**SOURCE DOCUMENT:**
"""

Beckwith imparted more wisdom in his handbook What Clients Love: A Field Guide to Growing Your Business. Using an anecdotal style, he focuses on business planning and winning new customers. Booklist critic David Siegfried found the author's breezy style to be a plus, commenting, "These lessons make for great inspiration, better left on your desk to flip through at random rather than read straight through." Miami Herald reviewer Richard Pachter also praised the "short, highly digestible chapters perfect for those of us with preternaturally short attention spans." Despite the book's brevity, however, Pachter added that Beckwith "covers a very broad spectrum of business practices, theories and fallacies" in this "amazing and important little book."

Beckwith told CA: "I think I emerged from the womb and reached for a pencil. By fifth grade I was handwriting each of five columns of copy for a school newspaper I had created and called the Seagull Log. Loving to put words on paper and to hear people's responses inspired me to keep writing. The teaching and practice of journalism and a desire to study everything but journalism, however, steered me away. I made a second flawed career move—flawed because I hate rules and still chose the profession of law. That move somehow managed to point me to my last and best move, into marketing and advertising. My profession combines words with visual images, and its successful practice demands vividness, succinctness, originality, and honesty—demands which transfer nicely into all writing.

"""

(Phrase grounding data)
"""

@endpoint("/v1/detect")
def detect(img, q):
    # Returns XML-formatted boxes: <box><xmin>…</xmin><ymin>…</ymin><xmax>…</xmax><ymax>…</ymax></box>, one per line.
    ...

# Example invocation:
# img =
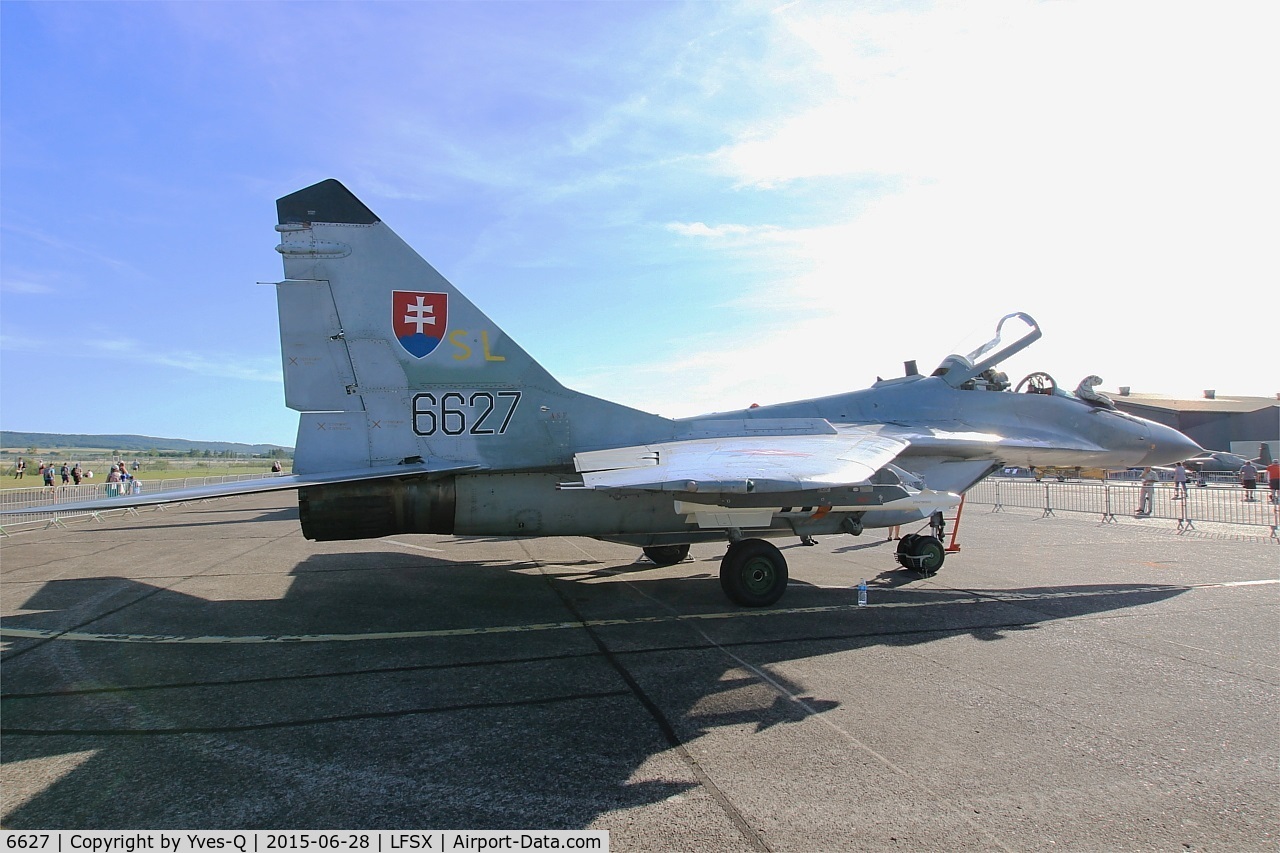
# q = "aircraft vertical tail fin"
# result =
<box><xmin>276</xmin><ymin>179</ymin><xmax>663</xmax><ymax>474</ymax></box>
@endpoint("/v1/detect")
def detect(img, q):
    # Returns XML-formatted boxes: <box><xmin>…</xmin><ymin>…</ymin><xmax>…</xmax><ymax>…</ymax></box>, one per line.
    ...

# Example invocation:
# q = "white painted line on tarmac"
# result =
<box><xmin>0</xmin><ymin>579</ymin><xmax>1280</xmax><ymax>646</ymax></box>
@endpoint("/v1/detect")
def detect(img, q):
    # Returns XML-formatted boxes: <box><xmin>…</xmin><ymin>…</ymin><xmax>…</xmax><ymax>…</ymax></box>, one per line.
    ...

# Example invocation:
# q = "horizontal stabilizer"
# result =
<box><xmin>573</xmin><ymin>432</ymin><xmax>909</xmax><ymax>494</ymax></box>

"""
"""

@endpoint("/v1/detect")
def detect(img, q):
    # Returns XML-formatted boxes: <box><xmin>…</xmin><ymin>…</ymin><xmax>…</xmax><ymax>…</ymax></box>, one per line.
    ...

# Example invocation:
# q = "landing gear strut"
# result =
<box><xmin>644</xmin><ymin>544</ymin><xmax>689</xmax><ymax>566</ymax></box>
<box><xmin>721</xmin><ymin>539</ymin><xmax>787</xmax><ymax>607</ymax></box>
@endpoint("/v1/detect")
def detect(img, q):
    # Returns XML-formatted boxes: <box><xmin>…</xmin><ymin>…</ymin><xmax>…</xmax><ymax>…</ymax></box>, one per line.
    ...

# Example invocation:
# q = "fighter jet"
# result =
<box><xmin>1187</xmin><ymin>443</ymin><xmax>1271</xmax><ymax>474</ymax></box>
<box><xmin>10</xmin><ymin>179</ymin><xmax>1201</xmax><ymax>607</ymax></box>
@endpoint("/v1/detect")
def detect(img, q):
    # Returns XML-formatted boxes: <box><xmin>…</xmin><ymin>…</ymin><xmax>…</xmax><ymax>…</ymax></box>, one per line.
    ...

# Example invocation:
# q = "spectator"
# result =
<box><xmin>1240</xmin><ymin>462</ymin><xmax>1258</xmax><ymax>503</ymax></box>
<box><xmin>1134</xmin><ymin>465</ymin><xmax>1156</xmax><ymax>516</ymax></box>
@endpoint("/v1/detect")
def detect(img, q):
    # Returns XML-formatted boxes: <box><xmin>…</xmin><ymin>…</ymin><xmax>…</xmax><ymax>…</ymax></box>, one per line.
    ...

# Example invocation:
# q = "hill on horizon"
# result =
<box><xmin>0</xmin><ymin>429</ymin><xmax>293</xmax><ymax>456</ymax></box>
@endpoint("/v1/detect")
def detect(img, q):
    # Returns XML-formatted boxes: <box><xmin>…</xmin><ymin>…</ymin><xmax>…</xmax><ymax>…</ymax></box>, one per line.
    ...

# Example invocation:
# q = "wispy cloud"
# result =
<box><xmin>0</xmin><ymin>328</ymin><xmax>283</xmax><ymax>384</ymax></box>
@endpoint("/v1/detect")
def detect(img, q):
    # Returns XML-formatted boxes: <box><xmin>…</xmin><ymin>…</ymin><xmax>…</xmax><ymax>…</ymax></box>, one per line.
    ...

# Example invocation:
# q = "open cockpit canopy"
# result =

"""

**HOW TO COMPLETE THIS TASK:** Quote the entire passage about Beckwith, word for word. The records are not required and may be disregarded.

**SOLUTION TO THE PROBLEM:**
Beckwith imparted more wisdom in his handbook What Clients Love: A Field Guide to Growing Your Business. Using an anecdotal style, he focuses on business planning and winning new customers. Booklist critic David Siegfried found the author's breezy style to be a plus, commenting, "These lessons make for great inspiration, better left on your desk to flip through at random rather than read straight through." Miami Herald reviewer Richard Pachter also praised the "short, highly digestible chapters perfect for those of us with preternaturally short attention spans." Despite the book's brevity, however, Pachter added that Beckwith "covers a very broad spectrum of business practices, theories and fallacies" in this "amazing and important little book."

Beckwith told CA: "I think I emerged from the womb and reached for a pencil. By fifth grade I was handwriting each of five columns of copy for a school newspaper I had created and called the Seagull Log. Loving to put words on paper and to hear people's responses inspired me to keep writing. The teaching and practice of journalism and a desire to study everything but journalism, however, steered me away. I made a second flawed career move—flawed because I hate rules and still chose the profession of law. That move somehow managed to point me to my last and best move, into marketing and advertising. My profession combines words with visual images, and its successful practice demands vividness, succinctness, originality, and honesty—demands which transfer nicely into all writing.